[Dataset entries]
* Start *

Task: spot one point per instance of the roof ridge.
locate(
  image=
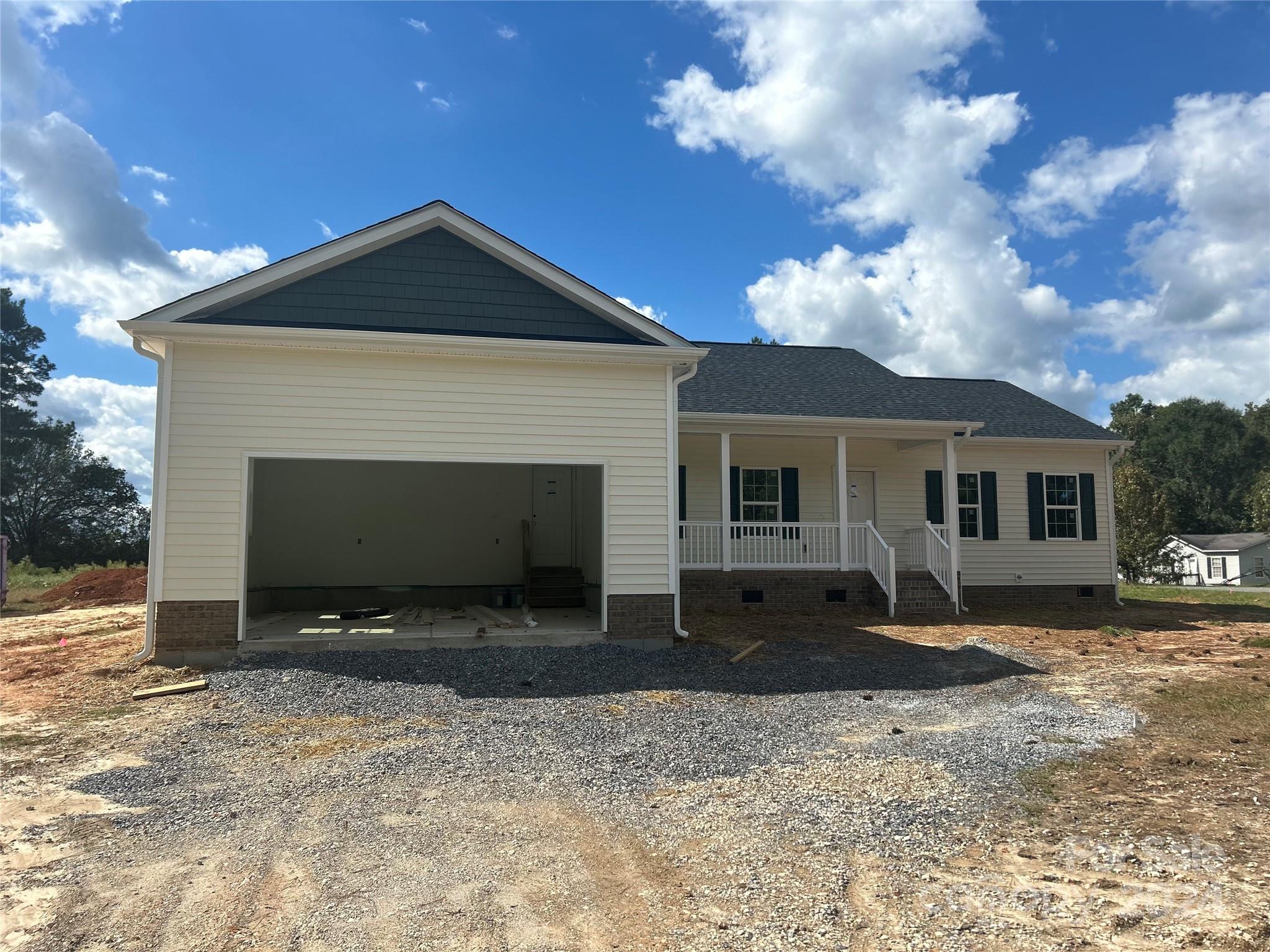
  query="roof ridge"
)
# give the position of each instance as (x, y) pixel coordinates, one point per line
(801, 347)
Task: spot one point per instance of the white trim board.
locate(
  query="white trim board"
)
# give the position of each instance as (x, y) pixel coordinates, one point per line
(357, 244)
(397, 342)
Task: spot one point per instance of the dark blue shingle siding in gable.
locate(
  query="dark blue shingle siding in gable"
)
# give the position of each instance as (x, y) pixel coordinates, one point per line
(433, 282)
(826, 381)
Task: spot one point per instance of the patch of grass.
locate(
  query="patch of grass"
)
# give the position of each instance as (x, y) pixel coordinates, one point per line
(1117, 631)
(1042, 781)
(1199, 594)
(1217, 707)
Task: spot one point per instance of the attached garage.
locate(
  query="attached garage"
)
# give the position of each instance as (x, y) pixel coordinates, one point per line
(466, 542)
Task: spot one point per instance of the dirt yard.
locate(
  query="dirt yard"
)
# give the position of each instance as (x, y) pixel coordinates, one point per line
(1002, 782)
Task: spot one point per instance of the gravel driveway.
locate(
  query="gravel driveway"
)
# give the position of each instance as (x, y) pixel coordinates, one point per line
(544, 799)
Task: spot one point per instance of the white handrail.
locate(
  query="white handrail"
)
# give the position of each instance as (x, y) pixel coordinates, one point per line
(881, 560)
(939, 558)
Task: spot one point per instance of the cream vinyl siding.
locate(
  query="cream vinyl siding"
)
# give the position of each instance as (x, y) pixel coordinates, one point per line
(900, 487)
(228, 400)
(1042, 563)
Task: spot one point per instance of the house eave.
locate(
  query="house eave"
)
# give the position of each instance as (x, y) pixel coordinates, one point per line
(738, 423)
(391, 342)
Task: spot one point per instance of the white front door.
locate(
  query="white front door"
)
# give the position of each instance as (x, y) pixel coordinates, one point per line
(860, 499)
(553, 516)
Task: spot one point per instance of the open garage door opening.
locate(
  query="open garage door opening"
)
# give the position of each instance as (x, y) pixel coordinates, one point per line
(347, 552)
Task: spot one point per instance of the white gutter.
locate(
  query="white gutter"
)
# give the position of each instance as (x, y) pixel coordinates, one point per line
(1113, 459)
(154, 579)
(672, 434)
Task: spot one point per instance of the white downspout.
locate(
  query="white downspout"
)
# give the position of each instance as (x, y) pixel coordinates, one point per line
(954, 526)
(1113, 459)
(677, 377)
(158, 495)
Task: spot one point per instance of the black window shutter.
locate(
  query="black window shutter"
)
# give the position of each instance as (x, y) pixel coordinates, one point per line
(988, 505)
(935, 496)
(1036, 507)
(789, 494)
(1089, 514)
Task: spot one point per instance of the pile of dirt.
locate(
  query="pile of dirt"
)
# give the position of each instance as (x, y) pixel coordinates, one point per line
(100, 587)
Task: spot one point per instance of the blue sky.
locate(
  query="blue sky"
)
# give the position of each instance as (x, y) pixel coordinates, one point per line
(1055, 238)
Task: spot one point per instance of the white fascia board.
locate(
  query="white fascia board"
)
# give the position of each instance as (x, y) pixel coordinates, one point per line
(738, 423)
(301, 266)
(391, 342)
(1049, 441)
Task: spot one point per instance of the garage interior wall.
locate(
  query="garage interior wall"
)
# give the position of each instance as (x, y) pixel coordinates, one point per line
(356, 523)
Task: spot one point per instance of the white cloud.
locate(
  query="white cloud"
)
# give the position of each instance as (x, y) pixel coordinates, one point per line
(116, 420)
(151, 173)
(1075, 183)
(842, 103)
(647, 310)
(81, 244)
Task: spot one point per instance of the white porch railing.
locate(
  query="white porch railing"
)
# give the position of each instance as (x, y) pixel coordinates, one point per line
(803, 545)
(929, 549)
(799, 545)
(881, 562)
(701, 545)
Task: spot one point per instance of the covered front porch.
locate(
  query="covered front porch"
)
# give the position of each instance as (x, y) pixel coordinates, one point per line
(769, 496)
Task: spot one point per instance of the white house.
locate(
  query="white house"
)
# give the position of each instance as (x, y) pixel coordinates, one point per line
(1233, 559)
(426, 413)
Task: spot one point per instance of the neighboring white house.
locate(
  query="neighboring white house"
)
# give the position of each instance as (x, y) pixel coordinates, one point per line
(426, 413)
(1233, 559)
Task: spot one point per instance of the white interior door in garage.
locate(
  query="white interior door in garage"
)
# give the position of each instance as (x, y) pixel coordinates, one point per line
(553, 516)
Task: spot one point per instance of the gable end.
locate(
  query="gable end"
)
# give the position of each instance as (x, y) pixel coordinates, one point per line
(431, 283)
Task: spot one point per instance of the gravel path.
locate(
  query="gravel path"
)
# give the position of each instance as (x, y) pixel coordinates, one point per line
(579, 798)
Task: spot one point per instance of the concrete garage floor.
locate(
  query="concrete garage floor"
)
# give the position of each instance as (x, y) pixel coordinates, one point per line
(316, 631)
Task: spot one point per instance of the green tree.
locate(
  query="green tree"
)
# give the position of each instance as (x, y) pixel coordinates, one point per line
(60, 503)
(1256, 503)
(1202, 455)
(1143, 521)
(22, 371)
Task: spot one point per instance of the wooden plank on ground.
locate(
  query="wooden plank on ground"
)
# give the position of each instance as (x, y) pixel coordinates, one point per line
(183, 689)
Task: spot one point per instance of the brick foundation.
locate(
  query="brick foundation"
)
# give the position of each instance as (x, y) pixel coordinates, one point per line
(1034, 596)
(642, 616)
(781, 589)
(193, 628)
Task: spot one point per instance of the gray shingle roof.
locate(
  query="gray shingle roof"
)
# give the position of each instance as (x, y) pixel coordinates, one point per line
(1230, 542)
(828, 381)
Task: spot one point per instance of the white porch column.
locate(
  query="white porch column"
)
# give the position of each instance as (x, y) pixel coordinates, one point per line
(950, 518)
(843, 503)
(724, 500)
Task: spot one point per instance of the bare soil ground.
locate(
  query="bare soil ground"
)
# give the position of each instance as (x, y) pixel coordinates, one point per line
(1156, 839)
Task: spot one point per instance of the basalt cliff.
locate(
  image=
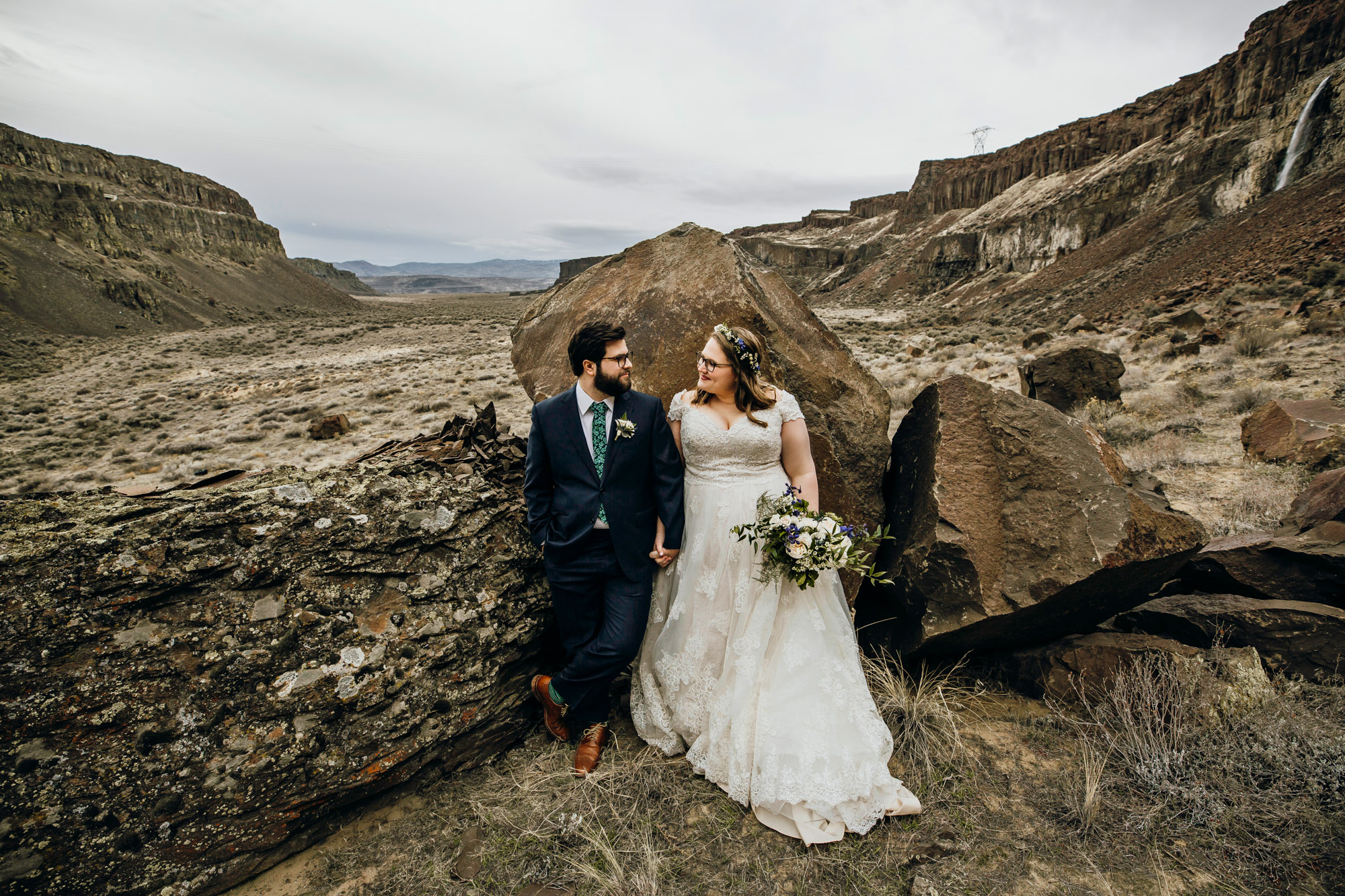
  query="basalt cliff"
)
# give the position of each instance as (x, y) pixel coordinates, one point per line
(1112, 210)
(93, 244)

* End *

Reproduce all the entries that precede this task, word for word, minus any pictures.

Task: spot one point per instance of the roof ridge.
locate(
  image=
  query="roof ridge"
)
# give the position of each instance as (x, y) pixel coordinates, one point per line
(801, 347)
Task: spot one point per instance of the white trim board.
locate(
  query="white trim board"
)
# give the position of each instance as (x, y) pixel coordinates, one point per line
(357, 244)
(397, 342)
Task: spot one point per instance of the dark blue shingle siding in gable.
locate(
  query="dark blue shingle siding in gable"
)
# give the position of each instance as (x, y) pixel coordinates, one point per line
(433, 282)
(826, 381)
Task: spot one point per instance of the patch of grass.
locate(
  query="patch of grass"
)
# give the position of each instance as (x, y) pixel coordinates, one point per line
(1117, 631)
(1042, 781)
(1199, 594)
(1217, 707)
Task: spot one point per instance of the attached garage.
locate(
  query="attached garage"
)
# give the position of each instance as (x, y) pixel coordinates, one point per line
(466, 542)
Task: spot one point per instance of the dirt yard.
locate(
  query="dirt yard"
)
# give the position of each instance as (x, y) pixel coordinates, one point per line
(1002, 782)
Task: spot one point per instance of the gravel driveway.
locate(
  query="gravel driveway"
)
# give the position of each instance as (x, y) pixel coordinates, one point per line
(544, 799)
Task: spot one point per instance of the white handrail.
locate(
  query="white handrail"
)
# give the position of each instance as (x, y) pixel coordinates, one point per line
(881, 560)
(939, 558)
Task: spot one point per instance of the cream vinyl siding.
locate(
  query="cream vinyl siding"
)
# give the position of each instance as (x, y) pixel coordinates, one point per line
(900, 487)
(228, 400)
(1042, 563)
Task: spot one point per instance of the house eave.
locate(
  query="house eave"
)
# give the position of each instance as (x, y) pixel coordinates, one point per line
(738, 423)
(391, 342)
Task: spot one point per instance of the white front door.
locate(
  query="white front door"
)
# give the position of each instance as (x, y) pixel coordinates, one point per line
(860, 499)
(553, 516)
Task: spot one point per instance of the open garage door opening.
locate(
  query="open garage door opening"
)
# give the position of each instance as (x, y) pixel coordinates, one point per line
(347, 552)
Task: spot one point per instance of the white gutter.
locate(
  query="white gutter"
)
# give the position of each instance as (x, y) pixel coordinates, one point per line
(1113, 459)
(154, 579)
(672, 434)
Task: spot one point per instance of the white downspout.
locate(
  query="white downspout"
)
# give the position of each instance as (x, y) pixel coordinates, one point per line
(954, 526)
(1113, 459)
(677, 377)
(158, 495)
Task: spot one point per instance of the black window shutter.
locate(
  query="black window shutter"
)
# give the position of each instance as (x, y) pixel coordinates, one point per line
(988, 505)
(935, 496)
(1036, 507)
(789, 494)
(1089, 514)
Task: spot one point per instance of the pile of dirt.
locate(
  query="pile of dirt"
)
# give the position of each instance as (x, y) pixel coordinates, one point per line
(100, 587)
Task: spot one point per instance of the blue sky.
locate(
  query="blue sky"
)
# give the position of each instance as (x, y) pixel coordinates, one point per line
(1055, 238)
Task: spot one point per instance of the white fascia board.
locate(
  query="white fascia board"
)
# give the position of each instance as (x, y) pixel coordinates, one point per line
(738, 423)
(301, 266)
(391, 342)
(1049, 441)
Task: spot one point per instance of the garage interior wall.
locate(
  query="garage interior wall"
)
# give the position of each instance as (x, y) pixel coordinates, one point per line
(356, 523)
Task: spot one point per instance of the white cloud.
locate(
  query="white cloud"
)
# give the position of each instance as (x, y) pixel coordinates, one point per line
(116, 420)
(151, 173)
(1075, 183)
(842, 103)
(647, 310)
(81, 244)
Task: spot one point per instance of the white porch railing.
locate(
  query="white porch railing"
)
# give the position of each instance as (x, y) pixel coordinates, one point per line
(803, 545)
(929, 549)
(799, 545)
(881, 562)
(701, 545)
Task: spot one point per instance of the covered front porch.
locate(
  query="covered front porch"
)
# give the position of each instance as (x, y) pixel coordinates, one point per line
(769, 496)
Task: spot one point per instance of the white house.
locate(
  query="white house"
)
# give the position of each instance as (x, y) pixel coordinates, one point per line
(1233, 559)
(426, 413)
Task: spot one point per instance of the neighboring white house.
locate(
  query="neighboring white house"
)
# give the position of each instance as (x, y) pixel coordinates, one point per line
(426, 413)
(1233, 559)
Task: spot one point per instance of the white interior door in garage.
locate(
  query="white interior door in garage"
)
# give the position of each instance as (x, y) pixel coordinates, one point per line
(553, 516)
Task: spot one point per instance of the gable end.
locate(
  query="gable end"
)
# give the position of each instance as (x, y) pixel coordinates, one point per line
(431, 283)
Task: spot one point per instance of the gravel path.
locate(
  query="gravel path"
)
# give the position of each instance as (x, y) pixel coordinates, one point per line
(579, 798)
Task: spot one point per instance of the concrete garage floor.
locate(
  query="concrete garage floor"
)
# give the position of each instance as (x, y) pixel coordinates, one point per line
(316, 631)
Task: spot one point per instance of the green tree.
locate(
  query="green tree"
)
# give the position of each instance as (x, y) pixel coordinates, one point per line
(60, 503)
(1256, 503)
(1202, 455)
(1143, 521)
(22, 371)
Task: spot one point per instance of the wooden plank on ground.
locate(
  query="wooden plank on ground"
)
# give the position of each instance as (x, y) pixel coordinates, one point per line
(183, 689)
Task: spot one point per instance of the brick foundation.
locate(
  query="brick foundation"
)
# give the position of each instance as (x, y) pixel coordinates, one point per line
(1034, 596)
(642, 616)
(781, 589)
(193, 628)
Task: spot one point per instance of the gray shingle roof.
locate(
  query="gray shingle roof"
)
# give the position of each instance as (x, y) pixel coordinates, one point per line
(1230, 542)
(828, 381)
Task: spot one point per instance of the white porch column.
locate(
  query="white porch column"
)
# give the position of each instance as (x, y) pixel coordinates, one point per line
(950, 518)
(843, 503)
(724, 500)
Task: spot one point per instance of the bare soil ground.
locate(
  query="bare soil ground"
)
# give the position of each instance as (x, y) pixel coordinates, one point per line
(1156, 839)
Task: spot one point per instance of the basalt cliff.
locate(
  image=
  query="basalt cliff"
)
# give the position of each instance as (x, y) pixel coordinates, one point per line
(1112, 210)
(93, 244)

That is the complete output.